## Task description
Print the lines that run from the line with "The function MUST return, for every instance of the sparse" to the line with "as in [10,200].", keeping both end lines, exactly as they appear in the entries below, and nothing else.

## Excerpted records
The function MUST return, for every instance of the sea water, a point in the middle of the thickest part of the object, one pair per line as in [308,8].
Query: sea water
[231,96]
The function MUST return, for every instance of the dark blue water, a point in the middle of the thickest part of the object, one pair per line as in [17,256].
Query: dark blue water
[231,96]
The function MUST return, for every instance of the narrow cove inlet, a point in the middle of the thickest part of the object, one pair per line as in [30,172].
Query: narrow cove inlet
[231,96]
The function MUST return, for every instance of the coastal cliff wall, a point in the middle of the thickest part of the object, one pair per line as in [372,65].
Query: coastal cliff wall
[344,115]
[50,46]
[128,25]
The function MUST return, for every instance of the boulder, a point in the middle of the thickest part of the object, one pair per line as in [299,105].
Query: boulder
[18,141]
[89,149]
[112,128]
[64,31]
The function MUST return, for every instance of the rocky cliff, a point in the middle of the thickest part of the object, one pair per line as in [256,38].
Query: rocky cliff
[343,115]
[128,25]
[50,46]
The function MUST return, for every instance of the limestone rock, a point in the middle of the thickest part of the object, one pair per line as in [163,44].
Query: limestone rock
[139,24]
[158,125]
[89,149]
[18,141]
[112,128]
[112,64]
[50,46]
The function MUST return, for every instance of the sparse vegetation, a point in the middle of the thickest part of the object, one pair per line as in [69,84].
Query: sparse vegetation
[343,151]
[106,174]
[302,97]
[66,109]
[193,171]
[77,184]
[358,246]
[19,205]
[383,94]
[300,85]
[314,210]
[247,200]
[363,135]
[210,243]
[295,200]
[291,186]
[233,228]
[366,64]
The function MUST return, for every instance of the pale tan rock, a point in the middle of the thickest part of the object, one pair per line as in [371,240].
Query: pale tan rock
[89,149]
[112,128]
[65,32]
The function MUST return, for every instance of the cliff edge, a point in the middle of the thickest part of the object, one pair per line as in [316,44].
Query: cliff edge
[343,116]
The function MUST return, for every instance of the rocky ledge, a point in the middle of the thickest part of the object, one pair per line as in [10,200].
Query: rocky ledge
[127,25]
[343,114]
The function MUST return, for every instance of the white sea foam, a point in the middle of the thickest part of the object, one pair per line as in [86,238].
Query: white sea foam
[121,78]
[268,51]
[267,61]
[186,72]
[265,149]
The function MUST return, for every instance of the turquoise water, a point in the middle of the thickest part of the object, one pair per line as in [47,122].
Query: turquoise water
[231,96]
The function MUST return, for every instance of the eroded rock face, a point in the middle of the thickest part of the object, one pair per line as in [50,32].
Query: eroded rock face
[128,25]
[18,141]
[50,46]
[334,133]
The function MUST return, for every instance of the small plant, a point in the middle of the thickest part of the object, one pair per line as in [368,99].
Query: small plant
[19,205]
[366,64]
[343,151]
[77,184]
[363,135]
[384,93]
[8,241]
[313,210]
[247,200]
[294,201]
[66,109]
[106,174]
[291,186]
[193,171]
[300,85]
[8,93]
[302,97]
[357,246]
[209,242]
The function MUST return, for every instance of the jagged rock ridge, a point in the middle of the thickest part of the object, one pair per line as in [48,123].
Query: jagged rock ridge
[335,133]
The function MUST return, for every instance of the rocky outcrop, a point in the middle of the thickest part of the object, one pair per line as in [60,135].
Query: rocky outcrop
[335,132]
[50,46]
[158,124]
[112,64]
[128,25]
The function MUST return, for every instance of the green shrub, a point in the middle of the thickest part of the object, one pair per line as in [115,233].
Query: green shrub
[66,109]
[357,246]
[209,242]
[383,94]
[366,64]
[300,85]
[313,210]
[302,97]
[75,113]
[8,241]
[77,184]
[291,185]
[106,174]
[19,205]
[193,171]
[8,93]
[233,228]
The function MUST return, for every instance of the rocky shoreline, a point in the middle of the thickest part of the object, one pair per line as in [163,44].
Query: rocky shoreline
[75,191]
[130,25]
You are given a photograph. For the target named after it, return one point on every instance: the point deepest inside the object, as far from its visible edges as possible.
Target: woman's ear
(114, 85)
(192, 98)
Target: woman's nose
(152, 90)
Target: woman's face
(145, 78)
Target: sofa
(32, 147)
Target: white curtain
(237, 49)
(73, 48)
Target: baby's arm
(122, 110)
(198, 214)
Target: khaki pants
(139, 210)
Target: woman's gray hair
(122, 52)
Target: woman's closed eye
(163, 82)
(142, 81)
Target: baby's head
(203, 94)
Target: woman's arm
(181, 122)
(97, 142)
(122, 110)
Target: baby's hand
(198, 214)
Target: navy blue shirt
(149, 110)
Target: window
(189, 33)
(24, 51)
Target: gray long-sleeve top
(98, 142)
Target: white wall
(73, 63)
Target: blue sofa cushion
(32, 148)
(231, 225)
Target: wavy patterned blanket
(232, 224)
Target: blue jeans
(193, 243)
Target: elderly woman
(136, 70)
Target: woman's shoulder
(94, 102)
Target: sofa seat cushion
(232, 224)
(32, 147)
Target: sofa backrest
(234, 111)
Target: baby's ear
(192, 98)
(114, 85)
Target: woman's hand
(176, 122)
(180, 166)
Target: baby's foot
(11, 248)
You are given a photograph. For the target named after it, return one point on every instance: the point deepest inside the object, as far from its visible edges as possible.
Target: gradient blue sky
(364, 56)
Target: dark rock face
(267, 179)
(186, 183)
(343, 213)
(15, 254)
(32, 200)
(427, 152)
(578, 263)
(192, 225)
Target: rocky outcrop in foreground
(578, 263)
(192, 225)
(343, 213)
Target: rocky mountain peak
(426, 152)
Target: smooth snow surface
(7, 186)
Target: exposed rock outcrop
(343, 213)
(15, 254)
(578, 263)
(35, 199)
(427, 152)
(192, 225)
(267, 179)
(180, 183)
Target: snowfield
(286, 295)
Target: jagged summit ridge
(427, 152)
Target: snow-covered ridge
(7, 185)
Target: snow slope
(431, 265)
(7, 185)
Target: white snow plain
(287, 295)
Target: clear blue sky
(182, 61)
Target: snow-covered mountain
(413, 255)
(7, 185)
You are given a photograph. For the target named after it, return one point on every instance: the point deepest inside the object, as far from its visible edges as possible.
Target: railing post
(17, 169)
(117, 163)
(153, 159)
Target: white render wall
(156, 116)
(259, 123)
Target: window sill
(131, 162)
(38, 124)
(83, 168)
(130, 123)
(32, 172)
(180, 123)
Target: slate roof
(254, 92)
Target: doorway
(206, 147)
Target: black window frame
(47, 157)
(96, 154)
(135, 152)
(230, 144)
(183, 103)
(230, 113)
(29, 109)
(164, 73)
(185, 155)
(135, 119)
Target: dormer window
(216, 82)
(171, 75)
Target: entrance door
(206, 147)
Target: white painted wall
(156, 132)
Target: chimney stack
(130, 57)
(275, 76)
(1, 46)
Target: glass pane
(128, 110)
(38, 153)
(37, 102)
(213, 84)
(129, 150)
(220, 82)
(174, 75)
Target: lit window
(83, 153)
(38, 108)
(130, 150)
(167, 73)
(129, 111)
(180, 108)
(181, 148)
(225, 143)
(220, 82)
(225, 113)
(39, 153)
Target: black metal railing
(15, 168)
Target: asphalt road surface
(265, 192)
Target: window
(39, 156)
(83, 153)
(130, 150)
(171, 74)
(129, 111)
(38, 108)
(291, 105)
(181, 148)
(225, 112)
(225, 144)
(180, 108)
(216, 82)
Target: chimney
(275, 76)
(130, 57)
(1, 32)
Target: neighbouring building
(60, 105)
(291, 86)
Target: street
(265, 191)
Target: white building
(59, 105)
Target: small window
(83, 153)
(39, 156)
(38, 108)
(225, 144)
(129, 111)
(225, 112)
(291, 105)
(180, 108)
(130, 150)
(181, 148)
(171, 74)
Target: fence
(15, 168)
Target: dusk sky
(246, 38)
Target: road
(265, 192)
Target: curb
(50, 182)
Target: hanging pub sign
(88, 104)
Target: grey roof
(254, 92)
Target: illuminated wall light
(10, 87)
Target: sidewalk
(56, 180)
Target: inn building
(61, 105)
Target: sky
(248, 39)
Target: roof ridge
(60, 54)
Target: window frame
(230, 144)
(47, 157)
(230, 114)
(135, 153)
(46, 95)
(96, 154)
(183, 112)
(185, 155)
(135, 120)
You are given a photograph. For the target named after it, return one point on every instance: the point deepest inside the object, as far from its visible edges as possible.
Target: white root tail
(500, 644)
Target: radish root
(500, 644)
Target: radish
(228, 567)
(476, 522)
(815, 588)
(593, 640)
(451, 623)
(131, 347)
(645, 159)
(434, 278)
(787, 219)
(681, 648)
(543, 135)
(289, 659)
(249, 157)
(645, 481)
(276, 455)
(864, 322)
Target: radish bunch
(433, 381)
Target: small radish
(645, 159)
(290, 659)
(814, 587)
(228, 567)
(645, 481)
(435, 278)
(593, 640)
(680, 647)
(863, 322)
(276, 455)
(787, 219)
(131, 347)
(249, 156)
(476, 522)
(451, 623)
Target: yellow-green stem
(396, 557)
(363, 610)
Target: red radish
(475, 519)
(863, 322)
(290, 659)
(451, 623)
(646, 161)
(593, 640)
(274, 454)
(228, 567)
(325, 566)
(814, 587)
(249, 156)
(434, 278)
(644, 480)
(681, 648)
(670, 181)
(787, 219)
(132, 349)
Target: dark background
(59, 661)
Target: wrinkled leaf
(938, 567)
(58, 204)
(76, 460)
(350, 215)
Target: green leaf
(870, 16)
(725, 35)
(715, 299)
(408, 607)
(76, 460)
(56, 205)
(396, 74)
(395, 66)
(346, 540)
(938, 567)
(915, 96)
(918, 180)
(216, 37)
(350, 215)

## The completed task
The function MUST return, for every instance of the sparse vegetation, a point in the middle of the thickest part of the object, one pair per line as in [69,84].
Query: sparse vegetation
[343,151]
[106,174]
[302,97]
[66,109]
[193,171]
[77,184]
[358,246]
[19,205]
[383,94]
[300,85]
[314,210]
[247,200]
[363,135]
[210,243]
[295,200]
[291,186]
[233,228]
[366,64]
The function MUST return, for every instance of the pale tan rock, a point in the middle of the thickest part of the object, one pair per line as in [371,240].
Query: pale tan rock
[89,149]
[112,128]
[65,32]
The function MUST return, for every instance of the cliff edge, a point in the middle of the thickest part of the object, one pair per line as in [316,44].
Query: cliff edge
[343,116]
The function MUST return, for every instance of the rocky ledge, a point in the middle of the thickest part of the object, one pair per line as in [10,200].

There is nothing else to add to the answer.